## Task details
Recast every line of the listing below as a Markdown table with the columns Row and Line, giving each line's number and its text, and leave out any blank lines.

>> START Data listing

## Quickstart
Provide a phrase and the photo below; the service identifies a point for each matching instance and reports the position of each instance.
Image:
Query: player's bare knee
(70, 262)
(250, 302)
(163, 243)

>> END Data listing

## Answer for this exercise
| Row | Line |
|---|---|
| 1 | ## Quickstart |
| 2 | Provide a phrase and the photo below; the service identifies a point for each matching instance and reports the position of each instance. |
| 3 | Image: |
| 4 | Query: player's bare knee |
| 5 | (70, 262) |
| 6 | (250, 302) |
| 7 | (163, 243) |